===== PAGE EXCERPT =====
SMC Recombinant Proteins 

Structural Maintenance of Chromosomes (SMC) Recombinant Proteins are essential for understanding the roles of SMC proteins in chromosome dynamics. SMC proteins are critical components of complexes that regulate chromosome condensation, cohesion, and DNA repair, playing a pivotal role in maintaining genome stability.

Technical Details

Structure:

• SMC proteins are characterized by their long coiled-coil domains and an ATPase head domain.
• They form dimeric complexes that are part of larger protein assemblies, such as cohesin, condensin, and the SMC5/6 complex.

Production:

• SMC recombinant proteins are produced using recombinant DNA technology in systems such as E. coli, yeast, insect, or mammalian cells.
• Recombinant production ensures high purity, functional integrity, and proper folding necessary for detailed biochemical and structural studies.

Applications:

• Chromosome Dynamics Research:
  • Used to study the mechanisms of chromosome condensation, segregation, and cohesion.
  • Helps in understanding the role of SMC proteins in maintaining chromosome architecture during cell division.
• Genome Stability:
  • Investigating the involvement of SMC proteins in DNA repair pathways and their role in preserving genome integrity.
  • Studying the functions of SMC complexes in response to DNA damage and replication stress.
=====
- [PROBLEMS TO SOLVE]:
1: Answer these questions from the SMC proteins page:
(a) Which two domains characterize SMC proteins?
(b) In which systems are SMC recombinant proteins produced?
(c) In response to what are the functions of SMC complexes studied?
2: Reproduce the SMC proteins page word for word, from "Structural Maintenance of" up to and including "the SMC5/6 complex.".
3: Please carry the SMC proteins page on past its final line.
The entries that come next have nothing to do with the SMC proteins page.
===== LISTED ENTRIES =====
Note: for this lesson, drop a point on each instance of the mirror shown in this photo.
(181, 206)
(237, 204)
=====
===== LISTED ENTRIES =====
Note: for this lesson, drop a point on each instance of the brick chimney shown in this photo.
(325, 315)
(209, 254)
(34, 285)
=====
- [LIST OF ANSWERS]:
1:
(a) Long coiled-coil domains and an ATPase head domain.
(b) E. coli, yeast, insect, or mammalian cells.
(c) DNA damage and replication stress.

2:
Structural Maintenance of Chromosomes (SMC) Recombinant Proteins are essential for understanding the roles of SMC proteins in chromosome dynamics. SMC proteins are critical components of complexes that regulate chromosome condensation, cohesion, and DNA repair, playing a pivotal role in maintaining genome stability.

Technical Details

Structure:

• SMC proteins are characterized by their long coiled-coil domains and an ATPase head domain.
• They form dimeric complexes that are part of larger protein assemblies, such as cohesin, condensin, and the SMC5/6 complex.

3:
• Cancer Research:
  • SMC proteins are implicated in the development and progression of various cancers.
  • Exploring the regulation of SMC proteins and their complexes can provide insights into cancer biology and potential therapeutic targets.
• Structural Biology:
  • Analyzing the three-dimensional structure of SMC proteins and their complexes to understand their functional mechanisms.
  • Studying protein-protein interactions within SMC complexes and with other regulatory factors.

Analytical Methods:

• X-ray Crystallography and Cryo-EM: For high-resolution structural determination of SMC proteins and complexes.
• ATPase Assays: To measure the ATPase activity of SMC proteins, which is crucial for their function.
• Chromatin Immunoprecipitation (ChIP): To study the binding of SMC complexes to specific chromosomal regions.
• Western Blotting and ELISA: For detection and quantification of SMC proteins in various cellular contexts.